About this task: Return, exactly and in full, the lines of the records below starting at the one with "Target: notched petal tip" and ending at the one with "Place one marker on each instance of the yellow stamen.", and no other lines.

Dataset excerpts:

○ ○ ○

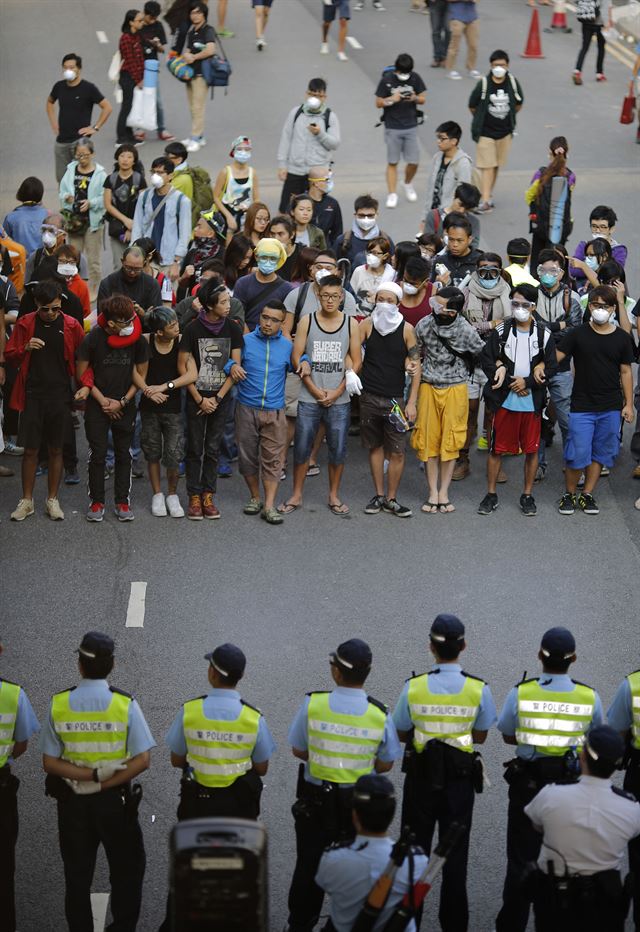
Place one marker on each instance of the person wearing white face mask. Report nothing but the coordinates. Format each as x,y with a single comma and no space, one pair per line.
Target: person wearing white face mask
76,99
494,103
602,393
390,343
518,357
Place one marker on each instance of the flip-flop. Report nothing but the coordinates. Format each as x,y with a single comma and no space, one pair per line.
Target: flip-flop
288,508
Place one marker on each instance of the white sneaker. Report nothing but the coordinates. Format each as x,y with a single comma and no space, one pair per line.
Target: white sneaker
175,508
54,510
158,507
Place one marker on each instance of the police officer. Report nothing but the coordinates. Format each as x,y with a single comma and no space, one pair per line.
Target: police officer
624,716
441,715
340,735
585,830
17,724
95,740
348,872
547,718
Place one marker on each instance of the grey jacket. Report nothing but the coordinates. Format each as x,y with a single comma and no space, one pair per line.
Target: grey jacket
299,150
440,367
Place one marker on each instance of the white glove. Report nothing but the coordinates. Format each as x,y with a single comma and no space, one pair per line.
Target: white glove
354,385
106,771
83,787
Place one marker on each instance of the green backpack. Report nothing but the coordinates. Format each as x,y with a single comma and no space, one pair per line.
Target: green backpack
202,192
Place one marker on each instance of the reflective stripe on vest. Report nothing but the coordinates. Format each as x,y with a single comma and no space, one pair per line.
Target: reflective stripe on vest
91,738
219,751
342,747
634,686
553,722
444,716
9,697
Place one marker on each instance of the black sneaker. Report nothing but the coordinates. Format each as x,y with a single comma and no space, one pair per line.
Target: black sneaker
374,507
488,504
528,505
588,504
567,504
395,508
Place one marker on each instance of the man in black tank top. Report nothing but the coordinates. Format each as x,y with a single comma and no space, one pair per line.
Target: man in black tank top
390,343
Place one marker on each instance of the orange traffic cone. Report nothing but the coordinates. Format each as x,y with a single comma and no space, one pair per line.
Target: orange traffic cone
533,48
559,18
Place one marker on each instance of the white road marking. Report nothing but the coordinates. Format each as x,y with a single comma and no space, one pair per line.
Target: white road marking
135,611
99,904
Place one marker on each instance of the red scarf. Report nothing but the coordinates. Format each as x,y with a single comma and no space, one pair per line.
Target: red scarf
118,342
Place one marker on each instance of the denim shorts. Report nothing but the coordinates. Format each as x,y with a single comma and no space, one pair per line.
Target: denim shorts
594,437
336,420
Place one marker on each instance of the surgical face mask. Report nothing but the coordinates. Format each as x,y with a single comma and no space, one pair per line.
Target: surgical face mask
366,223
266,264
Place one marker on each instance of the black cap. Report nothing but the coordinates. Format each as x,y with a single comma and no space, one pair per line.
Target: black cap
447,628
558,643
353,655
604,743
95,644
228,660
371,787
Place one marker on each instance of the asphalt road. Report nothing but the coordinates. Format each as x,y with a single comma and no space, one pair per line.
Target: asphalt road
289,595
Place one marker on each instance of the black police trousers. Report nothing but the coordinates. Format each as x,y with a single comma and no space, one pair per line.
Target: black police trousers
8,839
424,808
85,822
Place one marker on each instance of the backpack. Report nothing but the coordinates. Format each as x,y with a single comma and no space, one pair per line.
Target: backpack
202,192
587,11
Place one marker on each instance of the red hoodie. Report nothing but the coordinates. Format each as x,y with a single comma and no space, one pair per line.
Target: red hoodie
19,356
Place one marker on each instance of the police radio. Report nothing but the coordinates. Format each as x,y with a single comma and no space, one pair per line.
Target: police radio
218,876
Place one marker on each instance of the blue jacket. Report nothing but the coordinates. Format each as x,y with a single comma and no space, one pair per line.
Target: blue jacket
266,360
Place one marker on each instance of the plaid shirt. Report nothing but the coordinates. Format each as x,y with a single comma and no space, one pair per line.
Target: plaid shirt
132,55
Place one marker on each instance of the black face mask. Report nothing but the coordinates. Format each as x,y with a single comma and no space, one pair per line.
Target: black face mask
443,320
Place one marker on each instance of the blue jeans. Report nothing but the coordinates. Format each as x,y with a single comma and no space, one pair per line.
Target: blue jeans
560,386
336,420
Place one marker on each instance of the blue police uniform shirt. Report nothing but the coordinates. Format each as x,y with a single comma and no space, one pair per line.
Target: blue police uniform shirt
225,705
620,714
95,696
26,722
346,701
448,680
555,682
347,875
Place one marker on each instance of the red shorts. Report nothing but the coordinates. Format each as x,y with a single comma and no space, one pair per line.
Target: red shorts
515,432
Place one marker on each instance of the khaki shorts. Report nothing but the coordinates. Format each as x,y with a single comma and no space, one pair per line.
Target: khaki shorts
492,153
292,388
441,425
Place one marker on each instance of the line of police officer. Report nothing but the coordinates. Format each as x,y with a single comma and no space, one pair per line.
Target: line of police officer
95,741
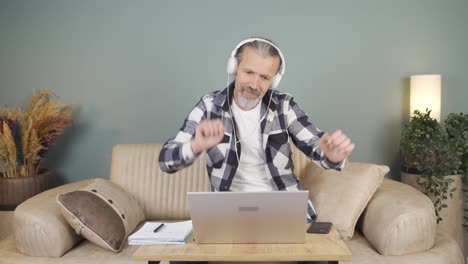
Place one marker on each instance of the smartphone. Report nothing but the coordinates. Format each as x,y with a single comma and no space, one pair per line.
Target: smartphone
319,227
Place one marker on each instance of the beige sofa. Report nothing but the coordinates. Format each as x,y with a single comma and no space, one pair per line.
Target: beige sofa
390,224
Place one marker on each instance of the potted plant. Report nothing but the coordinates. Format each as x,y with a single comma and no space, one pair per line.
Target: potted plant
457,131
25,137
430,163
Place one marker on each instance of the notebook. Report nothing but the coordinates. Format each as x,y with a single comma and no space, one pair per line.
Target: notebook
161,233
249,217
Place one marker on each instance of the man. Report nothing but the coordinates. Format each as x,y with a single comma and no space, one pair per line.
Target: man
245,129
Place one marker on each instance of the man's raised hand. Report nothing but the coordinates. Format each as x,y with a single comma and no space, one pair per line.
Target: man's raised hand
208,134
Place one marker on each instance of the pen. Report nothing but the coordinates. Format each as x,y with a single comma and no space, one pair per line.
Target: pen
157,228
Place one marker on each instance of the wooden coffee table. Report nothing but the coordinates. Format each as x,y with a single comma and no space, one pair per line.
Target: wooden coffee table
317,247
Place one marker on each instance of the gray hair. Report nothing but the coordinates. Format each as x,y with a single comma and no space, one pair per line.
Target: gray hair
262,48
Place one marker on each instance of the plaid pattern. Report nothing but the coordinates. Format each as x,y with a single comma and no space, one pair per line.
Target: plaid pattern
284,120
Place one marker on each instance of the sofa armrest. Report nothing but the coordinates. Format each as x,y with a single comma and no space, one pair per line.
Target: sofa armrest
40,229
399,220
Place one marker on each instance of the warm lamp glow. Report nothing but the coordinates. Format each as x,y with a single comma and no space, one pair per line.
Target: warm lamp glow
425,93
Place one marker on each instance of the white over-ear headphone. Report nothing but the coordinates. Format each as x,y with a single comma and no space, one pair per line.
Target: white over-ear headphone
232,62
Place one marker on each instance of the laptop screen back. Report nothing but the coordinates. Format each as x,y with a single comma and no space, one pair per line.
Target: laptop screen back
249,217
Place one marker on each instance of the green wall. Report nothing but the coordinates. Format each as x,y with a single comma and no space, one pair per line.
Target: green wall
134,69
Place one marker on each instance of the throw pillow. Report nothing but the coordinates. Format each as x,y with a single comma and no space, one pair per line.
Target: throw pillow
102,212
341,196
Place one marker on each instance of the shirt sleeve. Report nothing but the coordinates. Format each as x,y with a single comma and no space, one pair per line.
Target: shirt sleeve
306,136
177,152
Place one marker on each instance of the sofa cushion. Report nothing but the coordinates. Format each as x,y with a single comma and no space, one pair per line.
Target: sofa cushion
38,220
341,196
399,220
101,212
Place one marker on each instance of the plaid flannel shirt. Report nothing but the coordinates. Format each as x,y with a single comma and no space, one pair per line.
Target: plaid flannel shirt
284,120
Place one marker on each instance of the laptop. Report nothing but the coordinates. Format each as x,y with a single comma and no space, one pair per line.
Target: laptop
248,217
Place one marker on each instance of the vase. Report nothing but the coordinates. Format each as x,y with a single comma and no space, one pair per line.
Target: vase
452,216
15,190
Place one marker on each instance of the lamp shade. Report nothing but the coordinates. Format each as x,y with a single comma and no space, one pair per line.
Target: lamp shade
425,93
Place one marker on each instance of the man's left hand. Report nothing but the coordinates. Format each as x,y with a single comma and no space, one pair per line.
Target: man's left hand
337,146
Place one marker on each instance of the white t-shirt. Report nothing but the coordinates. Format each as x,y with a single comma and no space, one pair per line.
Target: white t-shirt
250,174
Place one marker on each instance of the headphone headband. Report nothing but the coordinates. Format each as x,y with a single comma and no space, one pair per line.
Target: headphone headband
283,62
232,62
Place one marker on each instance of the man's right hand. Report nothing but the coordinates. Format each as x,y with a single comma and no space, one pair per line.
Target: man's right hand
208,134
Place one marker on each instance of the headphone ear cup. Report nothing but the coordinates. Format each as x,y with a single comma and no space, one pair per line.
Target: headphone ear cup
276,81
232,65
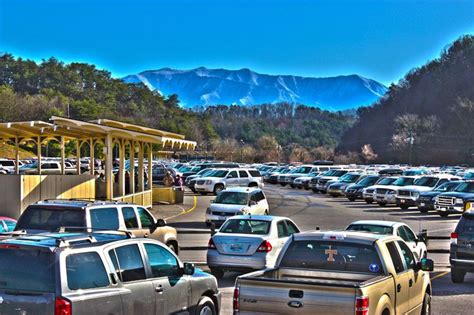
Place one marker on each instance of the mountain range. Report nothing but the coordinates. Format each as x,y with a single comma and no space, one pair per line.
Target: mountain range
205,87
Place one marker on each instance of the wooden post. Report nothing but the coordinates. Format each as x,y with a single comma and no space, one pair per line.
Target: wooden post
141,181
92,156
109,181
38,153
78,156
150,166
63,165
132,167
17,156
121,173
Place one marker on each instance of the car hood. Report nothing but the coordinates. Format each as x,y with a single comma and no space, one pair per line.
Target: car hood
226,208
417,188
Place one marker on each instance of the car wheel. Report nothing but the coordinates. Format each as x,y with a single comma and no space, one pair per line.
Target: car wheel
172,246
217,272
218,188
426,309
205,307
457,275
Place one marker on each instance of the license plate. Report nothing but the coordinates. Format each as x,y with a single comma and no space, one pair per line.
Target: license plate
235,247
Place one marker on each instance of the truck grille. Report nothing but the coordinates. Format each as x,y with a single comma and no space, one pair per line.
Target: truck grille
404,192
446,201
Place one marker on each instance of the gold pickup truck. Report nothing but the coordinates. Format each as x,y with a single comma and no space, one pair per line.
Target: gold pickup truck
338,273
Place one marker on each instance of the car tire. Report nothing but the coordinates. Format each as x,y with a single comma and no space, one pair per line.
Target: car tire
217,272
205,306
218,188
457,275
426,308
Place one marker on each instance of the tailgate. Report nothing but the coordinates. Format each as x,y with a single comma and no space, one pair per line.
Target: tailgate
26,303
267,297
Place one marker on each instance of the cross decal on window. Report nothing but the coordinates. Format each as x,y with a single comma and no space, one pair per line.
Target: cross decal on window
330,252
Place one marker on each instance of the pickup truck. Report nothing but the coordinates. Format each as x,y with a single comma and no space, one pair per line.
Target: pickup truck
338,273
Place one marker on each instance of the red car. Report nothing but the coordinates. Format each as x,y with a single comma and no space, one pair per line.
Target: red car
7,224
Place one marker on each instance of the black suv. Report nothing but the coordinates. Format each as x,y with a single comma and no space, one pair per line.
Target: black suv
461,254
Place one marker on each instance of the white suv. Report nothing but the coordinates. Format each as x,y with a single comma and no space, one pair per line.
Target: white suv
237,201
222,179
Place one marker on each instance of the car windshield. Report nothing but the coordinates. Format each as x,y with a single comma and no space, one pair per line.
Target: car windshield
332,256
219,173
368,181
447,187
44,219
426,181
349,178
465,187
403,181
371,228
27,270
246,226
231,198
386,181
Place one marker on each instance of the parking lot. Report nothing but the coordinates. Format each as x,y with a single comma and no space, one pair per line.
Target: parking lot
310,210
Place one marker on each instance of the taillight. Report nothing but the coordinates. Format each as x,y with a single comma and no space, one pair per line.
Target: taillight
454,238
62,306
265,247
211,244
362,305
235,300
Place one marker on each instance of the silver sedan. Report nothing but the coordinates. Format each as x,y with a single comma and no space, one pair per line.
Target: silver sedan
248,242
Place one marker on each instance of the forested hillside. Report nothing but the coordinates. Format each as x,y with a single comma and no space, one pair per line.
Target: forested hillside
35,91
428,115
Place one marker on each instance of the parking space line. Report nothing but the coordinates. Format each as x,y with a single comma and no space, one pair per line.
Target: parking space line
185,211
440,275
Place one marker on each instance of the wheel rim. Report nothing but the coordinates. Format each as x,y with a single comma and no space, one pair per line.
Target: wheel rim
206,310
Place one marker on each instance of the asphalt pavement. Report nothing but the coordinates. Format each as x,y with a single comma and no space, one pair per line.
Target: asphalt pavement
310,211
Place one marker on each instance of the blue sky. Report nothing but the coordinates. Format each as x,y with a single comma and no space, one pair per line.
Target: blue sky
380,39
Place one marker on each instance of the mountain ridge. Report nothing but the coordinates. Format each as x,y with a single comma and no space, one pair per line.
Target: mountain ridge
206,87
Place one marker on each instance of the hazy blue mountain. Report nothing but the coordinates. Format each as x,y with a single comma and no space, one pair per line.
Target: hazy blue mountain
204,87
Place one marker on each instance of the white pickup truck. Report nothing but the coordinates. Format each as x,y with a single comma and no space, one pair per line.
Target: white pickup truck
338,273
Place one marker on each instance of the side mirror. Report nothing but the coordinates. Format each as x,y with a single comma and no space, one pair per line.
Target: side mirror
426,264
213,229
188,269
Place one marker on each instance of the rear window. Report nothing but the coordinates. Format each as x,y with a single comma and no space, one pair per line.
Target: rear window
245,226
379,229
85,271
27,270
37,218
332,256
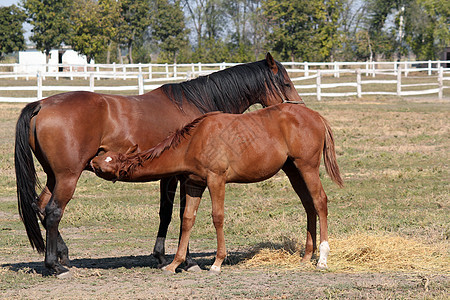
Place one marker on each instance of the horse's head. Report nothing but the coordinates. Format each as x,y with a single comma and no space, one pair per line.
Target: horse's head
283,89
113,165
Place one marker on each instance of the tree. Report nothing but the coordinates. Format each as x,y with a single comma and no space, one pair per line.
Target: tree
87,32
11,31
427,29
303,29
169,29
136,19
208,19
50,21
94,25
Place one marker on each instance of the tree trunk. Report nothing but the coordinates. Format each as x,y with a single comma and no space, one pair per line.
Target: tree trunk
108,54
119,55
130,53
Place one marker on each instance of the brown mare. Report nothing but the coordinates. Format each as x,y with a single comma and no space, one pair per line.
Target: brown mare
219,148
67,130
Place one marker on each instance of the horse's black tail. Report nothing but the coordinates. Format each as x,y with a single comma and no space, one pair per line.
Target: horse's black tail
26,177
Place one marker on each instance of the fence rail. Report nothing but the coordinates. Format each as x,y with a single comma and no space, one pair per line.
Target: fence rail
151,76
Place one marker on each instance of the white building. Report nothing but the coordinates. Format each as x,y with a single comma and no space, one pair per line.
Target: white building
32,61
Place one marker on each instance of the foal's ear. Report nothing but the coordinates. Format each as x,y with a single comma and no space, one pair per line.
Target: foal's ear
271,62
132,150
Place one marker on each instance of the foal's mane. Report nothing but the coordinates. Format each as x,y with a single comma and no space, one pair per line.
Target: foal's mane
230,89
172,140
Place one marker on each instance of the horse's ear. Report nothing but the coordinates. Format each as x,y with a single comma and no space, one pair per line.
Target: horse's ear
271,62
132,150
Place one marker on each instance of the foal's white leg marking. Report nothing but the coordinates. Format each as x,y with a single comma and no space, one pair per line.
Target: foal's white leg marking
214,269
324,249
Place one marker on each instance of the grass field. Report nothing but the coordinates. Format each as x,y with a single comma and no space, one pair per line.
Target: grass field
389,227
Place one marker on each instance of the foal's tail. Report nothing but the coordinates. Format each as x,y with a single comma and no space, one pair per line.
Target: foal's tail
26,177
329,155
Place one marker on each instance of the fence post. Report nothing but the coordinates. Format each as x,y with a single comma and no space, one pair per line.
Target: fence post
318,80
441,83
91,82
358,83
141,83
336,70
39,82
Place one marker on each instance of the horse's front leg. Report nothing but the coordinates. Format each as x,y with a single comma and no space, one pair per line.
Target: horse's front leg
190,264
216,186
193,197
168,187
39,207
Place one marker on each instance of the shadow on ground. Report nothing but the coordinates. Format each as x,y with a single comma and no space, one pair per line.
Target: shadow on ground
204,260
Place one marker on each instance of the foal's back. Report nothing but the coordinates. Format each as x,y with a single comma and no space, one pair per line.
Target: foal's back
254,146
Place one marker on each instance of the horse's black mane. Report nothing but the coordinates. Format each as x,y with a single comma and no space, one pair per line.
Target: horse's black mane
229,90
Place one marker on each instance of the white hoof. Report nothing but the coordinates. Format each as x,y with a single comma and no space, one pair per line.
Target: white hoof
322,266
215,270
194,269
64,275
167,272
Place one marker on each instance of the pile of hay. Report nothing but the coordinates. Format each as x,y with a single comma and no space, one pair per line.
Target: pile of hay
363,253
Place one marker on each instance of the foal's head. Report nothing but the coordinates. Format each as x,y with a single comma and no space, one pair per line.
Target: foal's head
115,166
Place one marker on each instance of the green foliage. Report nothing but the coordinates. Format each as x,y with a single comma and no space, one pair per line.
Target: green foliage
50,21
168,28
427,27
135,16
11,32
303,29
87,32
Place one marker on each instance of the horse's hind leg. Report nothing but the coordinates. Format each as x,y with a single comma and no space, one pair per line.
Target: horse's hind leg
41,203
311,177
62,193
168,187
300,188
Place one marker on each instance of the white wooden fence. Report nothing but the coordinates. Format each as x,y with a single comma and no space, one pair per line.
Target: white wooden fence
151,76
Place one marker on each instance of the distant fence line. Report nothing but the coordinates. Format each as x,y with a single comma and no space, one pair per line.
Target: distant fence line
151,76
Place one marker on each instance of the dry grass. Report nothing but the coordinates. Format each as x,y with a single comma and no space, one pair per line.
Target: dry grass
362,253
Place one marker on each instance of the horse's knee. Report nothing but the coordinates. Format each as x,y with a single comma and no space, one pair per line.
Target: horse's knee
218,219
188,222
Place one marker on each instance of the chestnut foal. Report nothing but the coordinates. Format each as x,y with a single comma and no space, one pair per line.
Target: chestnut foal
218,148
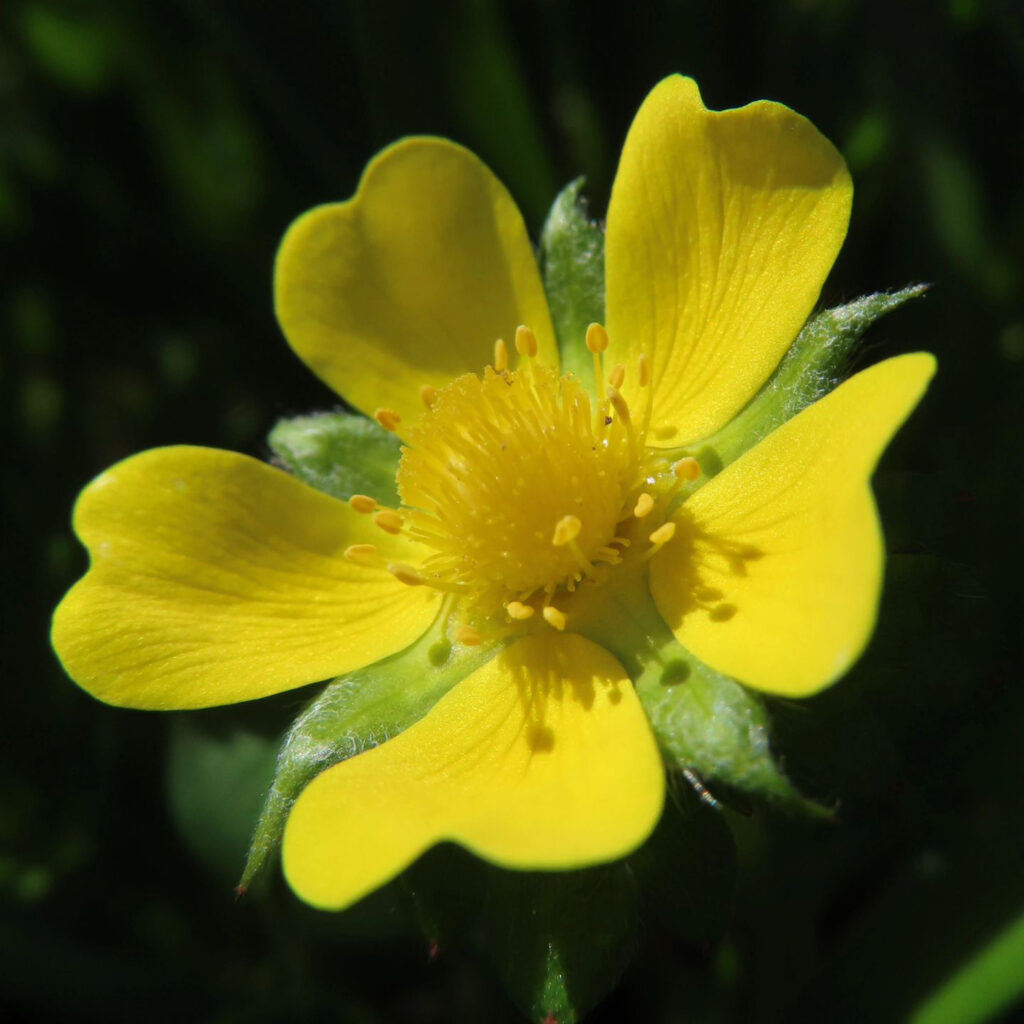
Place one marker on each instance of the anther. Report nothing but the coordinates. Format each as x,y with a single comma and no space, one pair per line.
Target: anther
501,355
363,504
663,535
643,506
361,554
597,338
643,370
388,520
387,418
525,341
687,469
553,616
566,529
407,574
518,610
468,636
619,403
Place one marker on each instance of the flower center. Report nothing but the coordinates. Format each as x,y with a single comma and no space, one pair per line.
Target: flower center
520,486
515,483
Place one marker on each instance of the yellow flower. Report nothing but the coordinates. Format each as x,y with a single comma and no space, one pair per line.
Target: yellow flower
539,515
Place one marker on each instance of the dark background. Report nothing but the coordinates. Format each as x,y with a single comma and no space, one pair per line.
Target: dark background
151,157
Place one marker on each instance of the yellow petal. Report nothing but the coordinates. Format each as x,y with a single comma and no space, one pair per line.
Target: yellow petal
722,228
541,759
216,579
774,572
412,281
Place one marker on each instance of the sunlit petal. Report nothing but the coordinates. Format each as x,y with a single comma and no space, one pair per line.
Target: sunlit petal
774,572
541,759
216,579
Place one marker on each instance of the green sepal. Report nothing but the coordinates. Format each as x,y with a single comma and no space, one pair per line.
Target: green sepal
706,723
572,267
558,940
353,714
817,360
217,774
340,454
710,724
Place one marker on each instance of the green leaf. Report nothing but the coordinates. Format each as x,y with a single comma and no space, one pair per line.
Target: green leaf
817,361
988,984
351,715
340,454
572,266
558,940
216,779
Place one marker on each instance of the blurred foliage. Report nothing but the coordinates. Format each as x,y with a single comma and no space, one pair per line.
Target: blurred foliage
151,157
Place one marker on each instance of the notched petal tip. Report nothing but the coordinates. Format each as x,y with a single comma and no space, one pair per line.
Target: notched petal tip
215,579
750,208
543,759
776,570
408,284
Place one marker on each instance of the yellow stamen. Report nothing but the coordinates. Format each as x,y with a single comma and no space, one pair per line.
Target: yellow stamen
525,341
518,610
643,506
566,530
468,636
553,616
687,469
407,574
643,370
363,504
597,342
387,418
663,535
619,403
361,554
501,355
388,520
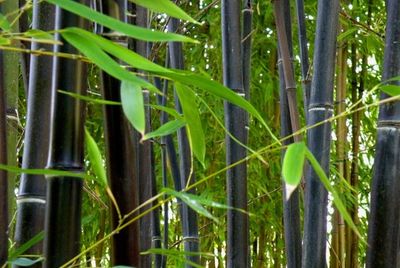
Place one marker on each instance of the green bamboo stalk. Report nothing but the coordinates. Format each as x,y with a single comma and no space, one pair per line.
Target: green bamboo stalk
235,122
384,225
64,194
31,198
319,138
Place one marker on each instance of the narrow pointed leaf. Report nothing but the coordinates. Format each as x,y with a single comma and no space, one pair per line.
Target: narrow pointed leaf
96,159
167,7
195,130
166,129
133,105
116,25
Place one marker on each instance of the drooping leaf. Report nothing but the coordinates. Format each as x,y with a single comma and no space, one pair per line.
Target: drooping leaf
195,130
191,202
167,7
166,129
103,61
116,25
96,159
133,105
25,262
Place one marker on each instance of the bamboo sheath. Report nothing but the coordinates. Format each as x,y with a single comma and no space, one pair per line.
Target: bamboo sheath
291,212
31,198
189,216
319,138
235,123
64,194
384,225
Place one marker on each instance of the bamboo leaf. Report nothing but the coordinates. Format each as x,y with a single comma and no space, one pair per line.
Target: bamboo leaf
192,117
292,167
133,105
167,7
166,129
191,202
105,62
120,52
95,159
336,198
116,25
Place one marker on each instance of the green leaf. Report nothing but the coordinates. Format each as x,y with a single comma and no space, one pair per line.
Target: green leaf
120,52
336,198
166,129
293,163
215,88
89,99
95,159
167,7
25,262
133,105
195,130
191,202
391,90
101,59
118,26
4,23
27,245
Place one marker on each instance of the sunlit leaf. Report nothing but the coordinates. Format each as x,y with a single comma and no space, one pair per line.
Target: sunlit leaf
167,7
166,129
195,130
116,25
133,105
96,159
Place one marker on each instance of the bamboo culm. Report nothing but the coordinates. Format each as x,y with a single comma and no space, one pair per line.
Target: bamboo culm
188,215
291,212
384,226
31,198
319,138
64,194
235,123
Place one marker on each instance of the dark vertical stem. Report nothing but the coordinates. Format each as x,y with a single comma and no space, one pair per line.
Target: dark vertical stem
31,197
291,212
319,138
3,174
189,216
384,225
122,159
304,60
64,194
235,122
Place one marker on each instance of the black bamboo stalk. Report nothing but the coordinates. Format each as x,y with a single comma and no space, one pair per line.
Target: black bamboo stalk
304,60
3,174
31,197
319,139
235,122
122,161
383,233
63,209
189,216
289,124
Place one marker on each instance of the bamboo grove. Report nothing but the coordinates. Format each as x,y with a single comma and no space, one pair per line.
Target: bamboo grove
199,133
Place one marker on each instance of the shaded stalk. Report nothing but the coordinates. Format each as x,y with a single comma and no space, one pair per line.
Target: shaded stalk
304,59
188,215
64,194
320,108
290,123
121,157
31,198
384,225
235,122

○ ○ ○

Output of the exercise:
Target: notched petal tip
215,579
750,208
543,759
776,570
408,284
Place one marker on each instance of the yellow stamen. Report nothing but the coordinates. Format each as x,y with a single comma and no space, one pair per line.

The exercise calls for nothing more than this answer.